Coordinate annotation records

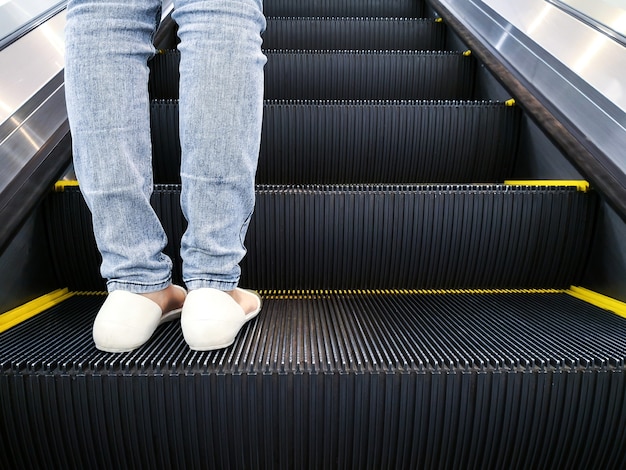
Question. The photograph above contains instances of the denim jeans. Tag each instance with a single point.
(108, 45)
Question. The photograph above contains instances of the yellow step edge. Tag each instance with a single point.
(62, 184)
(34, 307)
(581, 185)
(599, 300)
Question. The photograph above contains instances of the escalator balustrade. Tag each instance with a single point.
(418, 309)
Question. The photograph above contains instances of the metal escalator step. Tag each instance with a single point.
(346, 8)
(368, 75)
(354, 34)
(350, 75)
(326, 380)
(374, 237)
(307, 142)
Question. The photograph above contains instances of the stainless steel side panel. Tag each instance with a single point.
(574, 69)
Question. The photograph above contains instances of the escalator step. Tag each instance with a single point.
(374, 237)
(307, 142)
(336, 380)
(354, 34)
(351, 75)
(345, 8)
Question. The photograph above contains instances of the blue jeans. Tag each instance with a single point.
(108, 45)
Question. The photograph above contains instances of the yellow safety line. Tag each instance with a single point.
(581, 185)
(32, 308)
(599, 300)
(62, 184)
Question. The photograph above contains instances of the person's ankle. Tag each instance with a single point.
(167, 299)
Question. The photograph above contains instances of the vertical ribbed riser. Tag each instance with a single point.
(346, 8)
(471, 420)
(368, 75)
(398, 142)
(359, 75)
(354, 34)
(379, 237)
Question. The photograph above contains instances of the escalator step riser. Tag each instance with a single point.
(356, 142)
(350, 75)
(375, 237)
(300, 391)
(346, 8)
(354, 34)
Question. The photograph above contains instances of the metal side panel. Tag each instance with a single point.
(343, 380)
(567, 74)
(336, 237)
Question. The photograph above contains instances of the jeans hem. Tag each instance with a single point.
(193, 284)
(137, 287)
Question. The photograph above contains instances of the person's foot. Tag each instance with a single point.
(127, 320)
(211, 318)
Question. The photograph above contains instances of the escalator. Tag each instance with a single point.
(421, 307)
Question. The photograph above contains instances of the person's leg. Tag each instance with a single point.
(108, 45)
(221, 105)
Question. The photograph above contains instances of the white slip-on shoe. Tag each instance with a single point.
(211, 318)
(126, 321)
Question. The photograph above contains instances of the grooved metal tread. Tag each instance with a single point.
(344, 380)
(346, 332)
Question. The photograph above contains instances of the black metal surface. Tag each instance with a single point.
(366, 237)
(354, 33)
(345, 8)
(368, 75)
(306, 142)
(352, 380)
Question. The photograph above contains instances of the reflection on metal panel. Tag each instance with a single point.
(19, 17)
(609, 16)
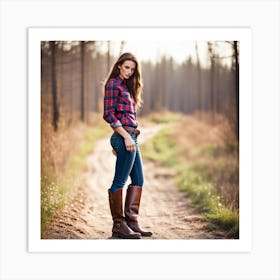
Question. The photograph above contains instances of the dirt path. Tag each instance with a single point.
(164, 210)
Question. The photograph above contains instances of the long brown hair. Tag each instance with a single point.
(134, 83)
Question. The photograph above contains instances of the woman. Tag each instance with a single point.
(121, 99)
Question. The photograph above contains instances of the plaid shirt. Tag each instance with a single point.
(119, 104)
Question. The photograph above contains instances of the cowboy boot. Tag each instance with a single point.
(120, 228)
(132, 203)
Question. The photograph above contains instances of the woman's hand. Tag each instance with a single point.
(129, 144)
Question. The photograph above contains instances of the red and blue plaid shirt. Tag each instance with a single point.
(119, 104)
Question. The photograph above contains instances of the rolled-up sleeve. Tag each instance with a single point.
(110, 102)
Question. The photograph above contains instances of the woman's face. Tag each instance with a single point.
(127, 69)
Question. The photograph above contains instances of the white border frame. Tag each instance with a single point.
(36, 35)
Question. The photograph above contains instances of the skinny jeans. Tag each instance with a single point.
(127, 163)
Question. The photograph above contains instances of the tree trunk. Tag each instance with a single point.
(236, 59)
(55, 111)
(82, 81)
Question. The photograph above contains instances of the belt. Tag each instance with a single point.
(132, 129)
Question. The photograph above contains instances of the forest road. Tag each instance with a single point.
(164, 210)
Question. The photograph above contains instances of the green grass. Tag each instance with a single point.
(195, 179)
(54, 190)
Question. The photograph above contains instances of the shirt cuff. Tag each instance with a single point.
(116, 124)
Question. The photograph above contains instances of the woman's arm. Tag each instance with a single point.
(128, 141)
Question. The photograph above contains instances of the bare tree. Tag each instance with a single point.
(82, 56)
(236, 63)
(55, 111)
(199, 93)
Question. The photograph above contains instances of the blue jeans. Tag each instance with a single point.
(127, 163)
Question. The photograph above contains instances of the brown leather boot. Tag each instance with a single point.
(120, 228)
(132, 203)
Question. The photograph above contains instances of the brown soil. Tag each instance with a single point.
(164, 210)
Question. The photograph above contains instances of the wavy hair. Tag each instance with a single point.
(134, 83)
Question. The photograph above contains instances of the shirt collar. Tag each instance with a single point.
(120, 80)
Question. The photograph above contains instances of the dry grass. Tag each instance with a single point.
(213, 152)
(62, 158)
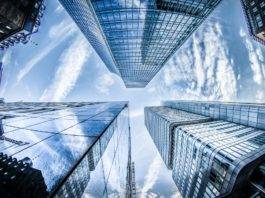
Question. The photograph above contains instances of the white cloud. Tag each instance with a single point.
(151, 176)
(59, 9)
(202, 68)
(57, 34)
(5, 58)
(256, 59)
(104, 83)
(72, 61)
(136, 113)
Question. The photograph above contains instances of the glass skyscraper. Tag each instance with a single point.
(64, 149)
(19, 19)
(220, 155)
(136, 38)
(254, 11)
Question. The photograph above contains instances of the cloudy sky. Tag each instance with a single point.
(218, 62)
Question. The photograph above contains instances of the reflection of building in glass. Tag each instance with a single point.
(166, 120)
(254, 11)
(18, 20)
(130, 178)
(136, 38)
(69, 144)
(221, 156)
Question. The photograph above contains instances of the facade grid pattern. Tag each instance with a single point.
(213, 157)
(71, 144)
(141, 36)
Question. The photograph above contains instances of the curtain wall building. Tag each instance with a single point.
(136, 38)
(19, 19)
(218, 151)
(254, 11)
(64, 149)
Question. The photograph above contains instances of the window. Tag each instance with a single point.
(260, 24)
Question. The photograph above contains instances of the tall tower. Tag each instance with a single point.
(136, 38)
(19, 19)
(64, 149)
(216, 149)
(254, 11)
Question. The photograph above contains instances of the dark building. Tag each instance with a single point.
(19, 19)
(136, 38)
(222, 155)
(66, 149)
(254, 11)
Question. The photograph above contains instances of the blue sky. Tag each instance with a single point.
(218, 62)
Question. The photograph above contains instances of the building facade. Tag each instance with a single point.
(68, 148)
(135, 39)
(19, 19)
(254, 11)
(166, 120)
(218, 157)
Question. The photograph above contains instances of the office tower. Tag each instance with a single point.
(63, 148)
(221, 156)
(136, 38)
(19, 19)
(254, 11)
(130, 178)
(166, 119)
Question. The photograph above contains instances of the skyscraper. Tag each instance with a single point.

Task prompt: Copy out the records from the line with "Question. The photograph above contains instances of the office" through the end of the records, requests included. Multiply every coordinate in the answers by 0.35 and round each result to a whole number, with halves going up.

Output for this exercise:
Question. The photograph above contains instances of the office tower. Tag each instance with a single point.
(22, 52)
(77, 55)
(48, 13)
(7, 7)
(89, 4)
(46, 62)
(58, 42)
Question. The photograph above contains instances of the skyscraper. Tag each instance with a single point.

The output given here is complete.